▶ _Excerpt to read_

════════

By WYNNE GRAY and CATHERINE MASTERS
Australia's push to be sole host of next year's Rugby World Cup has gained further momentum on the eve of a crucial meeting in Wales.
The Australians will declare all their stadiums are clean for next year's World Cup when they appear at Wednesday's emergency meeting of tournament directors in Cardiff, where RWC Ltd director Rob Fisher will represent New Zealand.
"We have talked to all the relevant stand authorities in Australia, completing the deals and necessary negotiations on Friday, so we can sign the document to say that we can comply with 100 per cent clean stadiums," an Australian Rugby Union spokesman said yesterday as the delegation to Cardiff left.
In a further blow to New Zealand, New South Wales Premier Bob Carr may be about to sign a deal that could guarantee Australia as sole host. In secret talks with RWC chairman Vernon Pugh, he has offered the full resources of the state government, says the Australian Sunday Telegraph.
New Zealand refused to sign an agreement to be sub-host because it could not deliver advertising-free stadiums or guarantee total RWC control of corporate and hospitality areas.
Representatives from the NZRFU and the main stadiums met last week and agreed to try to lift their present status of 50 to 80 per cent clean, but all are believed to have said 100 per cent was impossible.

════════

▶ _Saved data entries_
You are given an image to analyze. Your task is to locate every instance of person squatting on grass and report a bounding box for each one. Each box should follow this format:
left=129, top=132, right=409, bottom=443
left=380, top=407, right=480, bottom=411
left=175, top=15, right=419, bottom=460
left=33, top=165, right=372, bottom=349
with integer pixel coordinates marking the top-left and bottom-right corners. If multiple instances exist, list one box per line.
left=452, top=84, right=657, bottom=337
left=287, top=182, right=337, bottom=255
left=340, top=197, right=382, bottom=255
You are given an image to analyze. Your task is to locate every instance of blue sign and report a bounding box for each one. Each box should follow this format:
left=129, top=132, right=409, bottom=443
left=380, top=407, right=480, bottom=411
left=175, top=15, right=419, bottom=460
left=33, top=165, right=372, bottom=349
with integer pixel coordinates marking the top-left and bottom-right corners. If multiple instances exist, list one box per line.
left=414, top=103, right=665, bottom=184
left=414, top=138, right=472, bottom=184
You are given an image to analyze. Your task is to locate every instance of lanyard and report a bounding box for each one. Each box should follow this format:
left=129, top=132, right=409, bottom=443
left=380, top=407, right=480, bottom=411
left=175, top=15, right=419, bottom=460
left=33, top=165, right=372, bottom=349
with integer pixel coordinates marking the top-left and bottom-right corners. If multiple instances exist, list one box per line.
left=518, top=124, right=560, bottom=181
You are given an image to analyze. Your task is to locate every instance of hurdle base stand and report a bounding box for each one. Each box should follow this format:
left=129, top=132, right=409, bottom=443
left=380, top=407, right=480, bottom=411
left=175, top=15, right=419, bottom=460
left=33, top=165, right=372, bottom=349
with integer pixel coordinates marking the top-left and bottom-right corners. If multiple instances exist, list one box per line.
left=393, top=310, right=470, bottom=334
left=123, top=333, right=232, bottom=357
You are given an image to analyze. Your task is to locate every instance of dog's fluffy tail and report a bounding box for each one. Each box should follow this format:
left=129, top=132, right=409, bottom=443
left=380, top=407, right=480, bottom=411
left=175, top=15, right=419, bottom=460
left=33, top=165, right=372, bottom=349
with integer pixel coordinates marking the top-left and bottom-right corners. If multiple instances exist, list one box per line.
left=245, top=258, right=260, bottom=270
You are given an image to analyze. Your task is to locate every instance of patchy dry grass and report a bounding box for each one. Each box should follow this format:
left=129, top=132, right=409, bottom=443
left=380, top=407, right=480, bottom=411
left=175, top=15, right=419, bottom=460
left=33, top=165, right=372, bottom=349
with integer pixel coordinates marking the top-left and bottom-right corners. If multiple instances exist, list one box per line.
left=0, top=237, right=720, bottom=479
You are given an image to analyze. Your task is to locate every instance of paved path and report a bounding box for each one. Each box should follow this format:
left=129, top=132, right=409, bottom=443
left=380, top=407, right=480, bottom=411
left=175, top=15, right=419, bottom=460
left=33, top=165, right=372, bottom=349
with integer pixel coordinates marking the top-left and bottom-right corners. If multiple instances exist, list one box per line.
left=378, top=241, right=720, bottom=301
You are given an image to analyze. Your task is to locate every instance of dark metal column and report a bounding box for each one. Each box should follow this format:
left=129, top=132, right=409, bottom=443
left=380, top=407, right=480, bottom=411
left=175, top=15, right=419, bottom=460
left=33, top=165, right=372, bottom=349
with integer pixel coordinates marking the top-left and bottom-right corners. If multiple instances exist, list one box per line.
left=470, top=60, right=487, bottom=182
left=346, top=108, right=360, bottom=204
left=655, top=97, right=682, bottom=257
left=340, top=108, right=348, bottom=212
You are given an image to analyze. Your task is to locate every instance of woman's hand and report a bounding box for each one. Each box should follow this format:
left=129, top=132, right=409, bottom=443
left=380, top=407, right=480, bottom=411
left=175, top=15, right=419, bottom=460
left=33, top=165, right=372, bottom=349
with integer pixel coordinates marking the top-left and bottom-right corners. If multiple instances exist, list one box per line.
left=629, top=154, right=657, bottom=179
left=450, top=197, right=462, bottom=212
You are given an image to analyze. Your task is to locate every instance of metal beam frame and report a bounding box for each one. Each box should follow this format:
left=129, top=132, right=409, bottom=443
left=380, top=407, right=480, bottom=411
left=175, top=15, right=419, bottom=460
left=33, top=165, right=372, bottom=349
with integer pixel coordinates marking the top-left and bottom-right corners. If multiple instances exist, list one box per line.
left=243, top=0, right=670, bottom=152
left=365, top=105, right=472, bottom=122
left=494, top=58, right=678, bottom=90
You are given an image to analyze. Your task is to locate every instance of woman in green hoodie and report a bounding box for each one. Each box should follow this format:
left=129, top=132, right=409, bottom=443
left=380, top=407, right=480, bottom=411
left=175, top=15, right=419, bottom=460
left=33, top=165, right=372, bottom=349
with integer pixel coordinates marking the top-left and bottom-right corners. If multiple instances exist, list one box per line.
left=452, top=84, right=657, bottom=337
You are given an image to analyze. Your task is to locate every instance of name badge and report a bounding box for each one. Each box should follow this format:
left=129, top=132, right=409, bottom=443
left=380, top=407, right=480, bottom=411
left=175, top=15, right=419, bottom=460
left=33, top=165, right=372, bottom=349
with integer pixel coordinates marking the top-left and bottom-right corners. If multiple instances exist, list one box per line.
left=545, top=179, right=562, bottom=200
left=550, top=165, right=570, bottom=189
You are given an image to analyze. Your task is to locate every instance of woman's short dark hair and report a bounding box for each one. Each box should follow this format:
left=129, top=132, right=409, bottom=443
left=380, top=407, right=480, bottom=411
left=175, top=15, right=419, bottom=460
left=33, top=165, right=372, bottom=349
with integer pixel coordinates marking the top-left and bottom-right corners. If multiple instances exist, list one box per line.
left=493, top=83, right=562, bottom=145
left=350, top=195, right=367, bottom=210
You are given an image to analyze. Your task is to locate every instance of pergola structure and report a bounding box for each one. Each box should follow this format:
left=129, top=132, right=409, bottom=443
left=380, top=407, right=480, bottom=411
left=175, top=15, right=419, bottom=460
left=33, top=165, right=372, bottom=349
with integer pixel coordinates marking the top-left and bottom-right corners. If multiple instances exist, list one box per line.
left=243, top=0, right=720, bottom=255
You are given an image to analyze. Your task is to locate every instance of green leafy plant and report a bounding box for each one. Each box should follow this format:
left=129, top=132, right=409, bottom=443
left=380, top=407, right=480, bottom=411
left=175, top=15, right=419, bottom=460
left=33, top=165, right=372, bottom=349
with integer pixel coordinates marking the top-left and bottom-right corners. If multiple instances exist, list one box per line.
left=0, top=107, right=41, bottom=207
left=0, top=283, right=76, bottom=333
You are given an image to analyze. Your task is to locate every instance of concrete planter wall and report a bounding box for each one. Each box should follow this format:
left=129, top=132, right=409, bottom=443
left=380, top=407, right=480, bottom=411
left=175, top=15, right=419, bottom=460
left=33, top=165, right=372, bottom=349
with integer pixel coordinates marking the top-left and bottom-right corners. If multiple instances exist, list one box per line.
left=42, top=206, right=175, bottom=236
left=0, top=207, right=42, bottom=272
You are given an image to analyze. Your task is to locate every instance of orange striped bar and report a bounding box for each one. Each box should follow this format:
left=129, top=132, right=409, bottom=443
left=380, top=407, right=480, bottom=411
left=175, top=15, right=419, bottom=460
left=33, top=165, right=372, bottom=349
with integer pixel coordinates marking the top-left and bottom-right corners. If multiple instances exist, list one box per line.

════════

▶ _Requirement 1_
Decide whether each statement below agrees with the Rugby World Cup article. Answer yes or no for each, and quote the words from the article that settle it.
(a) Rob Fisher will represent New Zealand at the meeting in Cardiff.
(b) New Zealand signed an agreement to be sub-host.
(c) New Zealand's main stadiums are currently 100 per cent clean.
▶ _Requirement 2_
According to the Rugby World Cup article, with whom did Bob Carr hold secret talks?
▶ _Requirement 3_
List every person named in the Rugby World Cup article.

▶ _Exercise output 1_
(a) Yes: "where RWC Ltd director Rob Fisher will represent New Zealand"
(b) No: "New Zealand refused to sign an agreement to be sub-host"
(c) No: "lift their present status of 50 to 80 per cent clean"

▶ _Exercise output 2_
RWC chairman Vernon Pugh.

▶ _Exercise output 3_
Wynne Gray, Catherine Masters, Rob Fisher, Bob Carr, Vernon Pugh